**Apply what you read:**
1. According to the post on the fear of common knowledge, what does Pinker propose is the most important reason people commit minor acts of dishonesty? Answer in one to three sentences.
2. Quote the post on the fear of common knowledge, starting at "The story of" and ending at "nerds to understand.".

Passage for review below:

The Fear of Common Knowledge

Followup to: Belief in Belief

One of those insights that made me sit upright and say “Aha!” From The Uncredible Hallq:

Minor acts of dishonesty are integral to human life, ranging from how we deal with casual acquaintances to writing formal agreements between nation states. Steven Pinker has an excellent chapter on this in The Stuff of Thought, a version of which can be found at TIME magazine’s website. What didn’t make it into the TIME version is Pinker’s proposal that, while there are several reasons we do this, the most important reason is to avoid mutual knowledge: “She probably knows I just blew a pass at her, but does she know I know she knows? Does she know I know she knows I know she knows?” Etc. Mutual knowledge is that nightmare where, for all intents and purposes, the known-knows can be extended out to infinity. The ultimate example of this has to be the joke “No, it wasn’t awkward until you said, ‘well, this is awkward.’” A situation might be a little awkward, but what’s really awkward is mutual knowledge, created when someone blurts out what’s going on for all to hear...

The story of the Emperor’s New Clothes is another example of the power of mutual knowledge...

The power of real deception—outright lies—is easy for even us nerds to understand.

The notion of a lie that the other person knows is a lie, seems very odd at first. Up until I read the Hallq’s explanation of Pinker, I had thought in terms of people suppressing uncomfortable thoughts: “If it isn’t said out loud, I don’t have to deal with it.”

End of Passage for review.
Data provided below:

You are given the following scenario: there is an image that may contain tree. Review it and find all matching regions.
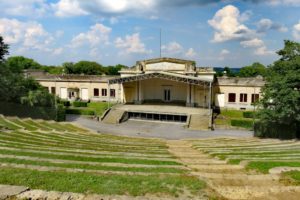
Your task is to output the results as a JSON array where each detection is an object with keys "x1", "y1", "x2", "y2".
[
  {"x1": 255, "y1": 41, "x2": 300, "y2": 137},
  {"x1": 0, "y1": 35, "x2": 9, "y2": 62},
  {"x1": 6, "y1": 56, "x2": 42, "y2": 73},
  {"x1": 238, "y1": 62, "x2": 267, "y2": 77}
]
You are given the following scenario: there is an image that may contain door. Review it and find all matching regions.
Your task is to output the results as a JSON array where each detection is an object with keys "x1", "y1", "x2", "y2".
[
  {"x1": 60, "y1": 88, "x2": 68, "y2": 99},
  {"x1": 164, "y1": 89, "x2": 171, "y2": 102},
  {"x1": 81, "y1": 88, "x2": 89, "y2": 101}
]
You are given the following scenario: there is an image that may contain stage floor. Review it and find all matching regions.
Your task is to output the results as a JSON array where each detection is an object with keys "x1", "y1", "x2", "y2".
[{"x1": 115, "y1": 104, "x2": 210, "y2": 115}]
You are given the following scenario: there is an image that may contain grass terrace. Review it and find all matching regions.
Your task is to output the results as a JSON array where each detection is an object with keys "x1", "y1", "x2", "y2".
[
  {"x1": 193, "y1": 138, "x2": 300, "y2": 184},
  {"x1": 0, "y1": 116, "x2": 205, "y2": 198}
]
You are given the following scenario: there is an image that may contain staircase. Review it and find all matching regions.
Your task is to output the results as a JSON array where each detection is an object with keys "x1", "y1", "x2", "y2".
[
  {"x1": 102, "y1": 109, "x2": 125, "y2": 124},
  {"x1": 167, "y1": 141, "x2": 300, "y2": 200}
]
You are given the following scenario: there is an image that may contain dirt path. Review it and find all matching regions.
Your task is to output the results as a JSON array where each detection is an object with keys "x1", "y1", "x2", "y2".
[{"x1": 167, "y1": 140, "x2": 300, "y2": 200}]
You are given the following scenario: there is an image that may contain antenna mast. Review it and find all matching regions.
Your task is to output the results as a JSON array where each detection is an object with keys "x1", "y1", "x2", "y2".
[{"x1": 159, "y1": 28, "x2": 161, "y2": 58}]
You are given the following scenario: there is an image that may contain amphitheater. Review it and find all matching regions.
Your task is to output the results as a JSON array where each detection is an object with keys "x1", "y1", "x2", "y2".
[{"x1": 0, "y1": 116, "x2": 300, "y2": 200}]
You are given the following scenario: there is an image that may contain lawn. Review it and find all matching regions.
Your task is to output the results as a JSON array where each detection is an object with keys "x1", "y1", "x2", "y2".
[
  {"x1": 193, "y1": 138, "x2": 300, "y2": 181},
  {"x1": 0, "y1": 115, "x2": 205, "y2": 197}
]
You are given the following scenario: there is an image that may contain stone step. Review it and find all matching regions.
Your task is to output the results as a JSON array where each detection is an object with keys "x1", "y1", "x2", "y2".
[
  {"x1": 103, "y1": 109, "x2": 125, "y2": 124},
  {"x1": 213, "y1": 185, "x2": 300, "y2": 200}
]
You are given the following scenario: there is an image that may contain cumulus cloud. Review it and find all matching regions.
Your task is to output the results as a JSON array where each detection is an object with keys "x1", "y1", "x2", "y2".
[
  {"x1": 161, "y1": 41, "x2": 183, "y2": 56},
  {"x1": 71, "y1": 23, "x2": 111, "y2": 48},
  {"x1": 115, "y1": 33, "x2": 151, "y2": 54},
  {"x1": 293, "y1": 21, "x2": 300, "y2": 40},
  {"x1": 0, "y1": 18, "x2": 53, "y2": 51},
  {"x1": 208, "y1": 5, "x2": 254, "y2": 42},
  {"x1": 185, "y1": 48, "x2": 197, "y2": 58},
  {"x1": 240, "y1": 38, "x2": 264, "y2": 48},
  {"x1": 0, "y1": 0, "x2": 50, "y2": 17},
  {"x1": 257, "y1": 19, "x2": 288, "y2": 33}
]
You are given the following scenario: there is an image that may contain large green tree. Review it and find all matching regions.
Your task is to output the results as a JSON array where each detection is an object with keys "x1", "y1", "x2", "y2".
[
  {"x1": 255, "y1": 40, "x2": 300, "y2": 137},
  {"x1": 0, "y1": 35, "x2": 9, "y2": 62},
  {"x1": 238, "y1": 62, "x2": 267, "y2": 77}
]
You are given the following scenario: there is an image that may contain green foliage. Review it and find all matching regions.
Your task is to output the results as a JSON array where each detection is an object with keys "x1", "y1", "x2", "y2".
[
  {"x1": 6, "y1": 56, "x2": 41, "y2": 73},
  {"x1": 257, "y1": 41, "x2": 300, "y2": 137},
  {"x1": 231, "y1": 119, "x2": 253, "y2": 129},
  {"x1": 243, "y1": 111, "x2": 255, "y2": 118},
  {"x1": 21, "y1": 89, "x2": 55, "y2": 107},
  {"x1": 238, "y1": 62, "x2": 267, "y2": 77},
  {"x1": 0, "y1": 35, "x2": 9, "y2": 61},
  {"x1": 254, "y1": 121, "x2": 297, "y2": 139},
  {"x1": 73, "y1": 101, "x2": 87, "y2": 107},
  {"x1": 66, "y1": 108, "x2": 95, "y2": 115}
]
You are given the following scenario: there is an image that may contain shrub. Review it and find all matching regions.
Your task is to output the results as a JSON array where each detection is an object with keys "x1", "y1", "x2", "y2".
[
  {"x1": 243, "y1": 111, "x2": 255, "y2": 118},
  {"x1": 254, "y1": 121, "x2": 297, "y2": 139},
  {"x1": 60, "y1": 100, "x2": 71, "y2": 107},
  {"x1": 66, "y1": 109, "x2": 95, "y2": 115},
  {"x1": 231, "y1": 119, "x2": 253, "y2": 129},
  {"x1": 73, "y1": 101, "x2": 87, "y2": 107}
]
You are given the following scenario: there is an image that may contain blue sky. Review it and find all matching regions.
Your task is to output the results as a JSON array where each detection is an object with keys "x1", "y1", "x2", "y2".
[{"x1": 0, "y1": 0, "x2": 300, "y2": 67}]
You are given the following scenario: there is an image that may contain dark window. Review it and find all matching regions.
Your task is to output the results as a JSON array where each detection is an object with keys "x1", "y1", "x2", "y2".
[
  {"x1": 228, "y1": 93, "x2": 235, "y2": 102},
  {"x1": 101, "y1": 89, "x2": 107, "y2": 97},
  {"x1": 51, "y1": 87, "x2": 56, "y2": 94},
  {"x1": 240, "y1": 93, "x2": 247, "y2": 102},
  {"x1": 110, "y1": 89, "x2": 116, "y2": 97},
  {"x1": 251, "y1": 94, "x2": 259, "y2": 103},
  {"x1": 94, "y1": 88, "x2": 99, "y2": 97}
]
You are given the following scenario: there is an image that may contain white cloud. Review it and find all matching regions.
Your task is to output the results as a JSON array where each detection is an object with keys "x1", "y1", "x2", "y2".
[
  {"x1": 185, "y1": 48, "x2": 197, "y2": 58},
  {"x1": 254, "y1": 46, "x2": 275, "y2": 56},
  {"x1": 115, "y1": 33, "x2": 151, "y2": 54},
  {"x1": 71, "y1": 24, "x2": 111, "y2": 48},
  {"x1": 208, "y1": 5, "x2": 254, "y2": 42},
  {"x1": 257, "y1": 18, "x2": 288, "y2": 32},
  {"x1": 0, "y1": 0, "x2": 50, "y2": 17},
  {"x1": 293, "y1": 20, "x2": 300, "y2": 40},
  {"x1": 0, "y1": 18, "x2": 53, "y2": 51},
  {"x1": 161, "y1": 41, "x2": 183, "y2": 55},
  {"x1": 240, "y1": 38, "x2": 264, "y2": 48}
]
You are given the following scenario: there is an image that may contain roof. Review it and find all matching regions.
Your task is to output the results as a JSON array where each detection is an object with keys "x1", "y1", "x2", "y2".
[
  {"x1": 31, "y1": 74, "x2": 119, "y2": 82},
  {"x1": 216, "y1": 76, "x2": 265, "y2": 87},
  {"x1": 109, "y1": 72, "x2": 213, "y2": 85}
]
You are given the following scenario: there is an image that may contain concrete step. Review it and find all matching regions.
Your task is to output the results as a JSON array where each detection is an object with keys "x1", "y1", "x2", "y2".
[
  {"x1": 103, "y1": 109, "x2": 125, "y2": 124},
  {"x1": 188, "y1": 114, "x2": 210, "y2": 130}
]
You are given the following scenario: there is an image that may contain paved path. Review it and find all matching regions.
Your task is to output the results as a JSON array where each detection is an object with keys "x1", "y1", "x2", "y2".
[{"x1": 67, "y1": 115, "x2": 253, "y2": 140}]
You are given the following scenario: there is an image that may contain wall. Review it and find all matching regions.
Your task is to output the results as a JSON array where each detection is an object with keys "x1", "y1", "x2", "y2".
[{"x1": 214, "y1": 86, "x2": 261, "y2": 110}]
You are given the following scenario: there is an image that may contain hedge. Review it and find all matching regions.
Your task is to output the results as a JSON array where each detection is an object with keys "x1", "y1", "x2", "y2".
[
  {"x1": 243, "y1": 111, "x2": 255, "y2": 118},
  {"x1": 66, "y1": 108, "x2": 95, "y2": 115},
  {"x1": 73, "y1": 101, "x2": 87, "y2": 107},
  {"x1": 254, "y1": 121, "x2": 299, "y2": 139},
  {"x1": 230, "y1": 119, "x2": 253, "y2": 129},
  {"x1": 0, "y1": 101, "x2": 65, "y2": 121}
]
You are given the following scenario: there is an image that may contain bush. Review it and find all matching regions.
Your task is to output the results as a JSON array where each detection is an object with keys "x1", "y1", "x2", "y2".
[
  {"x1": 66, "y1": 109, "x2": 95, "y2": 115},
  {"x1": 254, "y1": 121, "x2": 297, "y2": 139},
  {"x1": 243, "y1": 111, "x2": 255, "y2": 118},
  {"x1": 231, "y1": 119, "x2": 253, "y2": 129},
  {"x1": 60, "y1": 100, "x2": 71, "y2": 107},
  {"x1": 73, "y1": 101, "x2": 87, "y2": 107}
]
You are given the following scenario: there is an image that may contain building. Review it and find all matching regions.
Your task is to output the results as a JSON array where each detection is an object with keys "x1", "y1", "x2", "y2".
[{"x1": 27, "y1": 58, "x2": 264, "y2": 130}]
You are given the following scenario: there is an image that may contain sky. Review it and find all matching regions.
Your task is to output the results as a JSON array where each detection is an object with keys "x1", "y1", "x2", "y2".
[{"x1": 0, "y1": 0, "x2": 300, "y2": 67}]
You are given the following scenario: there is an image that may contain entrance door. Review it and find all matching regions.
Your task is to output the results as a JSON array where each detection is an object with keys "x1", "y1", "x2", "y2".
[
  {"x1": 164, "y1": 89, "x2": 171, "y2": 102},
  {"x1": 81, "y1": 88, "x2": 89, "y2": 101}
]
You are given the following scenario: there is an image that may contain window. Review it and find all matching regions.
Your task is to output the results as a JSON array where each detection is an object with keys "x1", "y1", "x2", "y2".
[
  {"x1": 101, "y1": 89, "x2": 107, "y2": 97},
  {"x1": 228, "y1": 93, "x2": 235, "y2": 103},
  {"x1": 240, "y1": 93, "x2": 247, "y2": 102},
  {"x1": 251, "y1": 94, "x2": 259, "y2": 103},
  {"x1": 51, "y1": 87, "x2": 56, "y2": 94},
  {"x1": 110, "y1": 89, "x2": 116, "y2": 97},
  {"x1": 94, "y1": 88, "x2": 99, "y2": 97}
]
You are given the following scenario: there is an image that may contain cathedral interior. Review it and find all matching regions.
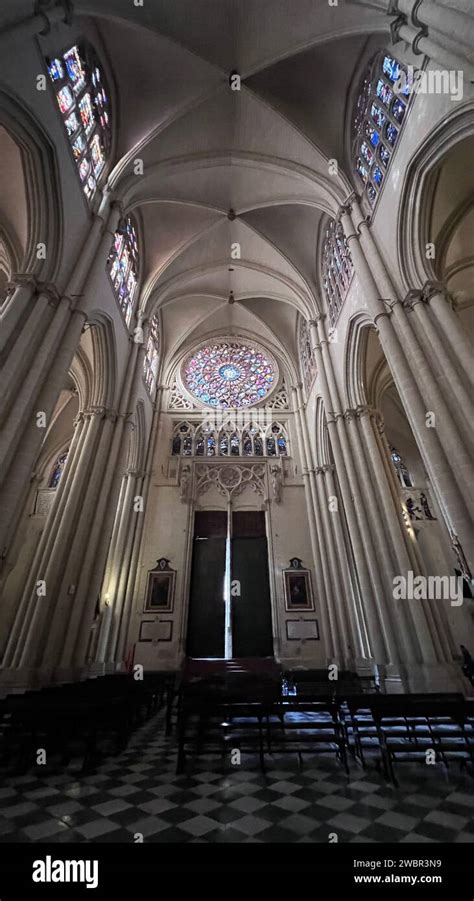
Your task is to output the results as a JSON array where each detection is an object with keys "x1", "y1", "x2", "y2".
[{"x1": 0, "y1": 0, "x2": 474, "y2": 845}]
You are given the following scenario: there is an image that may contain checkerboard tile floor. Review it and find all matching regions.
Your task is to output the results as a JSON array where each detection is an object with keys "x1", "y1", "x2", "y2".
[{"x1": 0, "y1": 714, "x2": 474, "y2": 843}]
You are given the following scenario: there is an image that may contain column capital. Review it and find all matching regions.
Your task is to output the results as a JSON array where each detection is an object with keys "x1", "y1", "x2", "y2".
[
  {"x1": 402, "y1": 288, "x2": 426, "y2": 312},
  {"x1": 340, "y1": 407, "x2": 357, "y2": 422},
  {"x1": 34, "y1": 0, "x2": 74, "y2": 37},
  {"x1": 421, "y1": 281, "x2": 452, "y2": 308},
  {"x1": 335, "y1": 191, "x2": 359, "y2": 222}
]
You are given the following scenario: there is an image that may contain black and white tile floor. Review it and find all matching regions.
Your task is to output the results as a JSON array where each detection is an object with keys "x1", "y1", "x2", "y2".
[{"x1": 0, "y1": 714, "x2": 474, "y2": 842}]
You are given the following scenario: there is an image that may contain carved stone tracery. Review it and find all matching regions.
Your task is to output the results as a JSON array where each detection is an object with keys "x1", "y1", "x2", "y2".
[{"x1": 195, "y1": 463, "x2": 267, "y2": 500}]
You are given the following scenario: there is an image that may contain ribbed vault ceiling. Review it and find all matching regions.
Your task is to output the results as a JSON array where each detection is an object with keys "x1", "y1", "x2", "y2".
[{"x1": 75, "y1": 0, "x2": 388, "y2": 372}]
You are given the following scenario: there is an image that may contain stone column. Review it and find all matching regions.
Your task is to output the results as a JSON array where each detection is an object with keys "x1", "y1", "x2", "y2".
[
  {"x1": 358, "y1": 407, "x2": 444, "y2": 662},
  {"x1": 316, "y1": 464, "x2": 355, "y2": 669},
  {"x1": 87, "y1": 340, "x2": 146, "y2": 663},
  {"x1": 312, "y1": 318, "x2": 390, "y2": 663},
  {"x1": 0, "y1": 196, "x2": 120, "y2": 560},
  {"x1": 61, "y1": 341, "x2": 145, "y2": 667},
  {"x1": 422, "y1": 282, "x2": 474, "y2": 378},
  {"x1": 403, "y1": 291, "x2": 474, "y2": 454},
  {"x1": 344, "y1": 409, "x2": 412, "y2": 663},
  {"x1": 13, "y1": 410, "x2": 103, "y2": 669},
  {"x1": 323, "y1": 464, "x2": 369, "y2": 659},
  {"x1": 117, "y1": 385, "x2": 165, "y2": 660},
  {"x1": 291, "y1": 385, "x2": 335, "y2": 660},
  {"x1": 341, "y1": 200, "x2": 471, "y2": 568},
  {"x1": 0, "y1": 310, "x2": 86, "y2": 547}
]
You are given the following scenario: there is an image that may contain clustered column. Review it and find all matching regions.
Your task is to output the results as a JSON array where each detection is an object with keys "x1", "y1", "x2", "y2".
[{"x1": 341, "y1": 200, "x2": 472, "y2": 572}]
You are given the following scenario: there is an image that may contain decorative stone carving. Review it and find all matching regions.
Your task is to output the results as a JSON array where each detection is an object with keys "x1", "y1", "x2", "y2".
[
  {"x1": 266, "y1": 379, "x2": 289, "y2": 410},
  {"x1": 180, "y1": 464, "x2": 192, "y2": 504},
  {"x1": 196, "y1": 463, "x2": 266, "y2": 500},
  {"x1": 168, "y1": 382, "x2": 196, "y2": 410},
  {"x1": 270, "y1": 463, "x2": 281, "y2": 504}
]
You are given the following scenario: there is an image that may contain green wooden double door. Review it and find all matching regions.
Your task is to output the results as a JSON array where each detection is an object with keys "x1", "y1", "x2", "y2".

End of Data provided.

**Written responses:**
1. Pinker proposes that the most important reason is to avoid mutual knowledge. Mutual knowledge is the situation where the chain of who knows that the other knows can be extended out to infinity.

2.
The story of the Emperor’s New Clothes is another example of the power of mutual knowledge...

The power of real deception—outright lies—is easy for even us nerds to understand.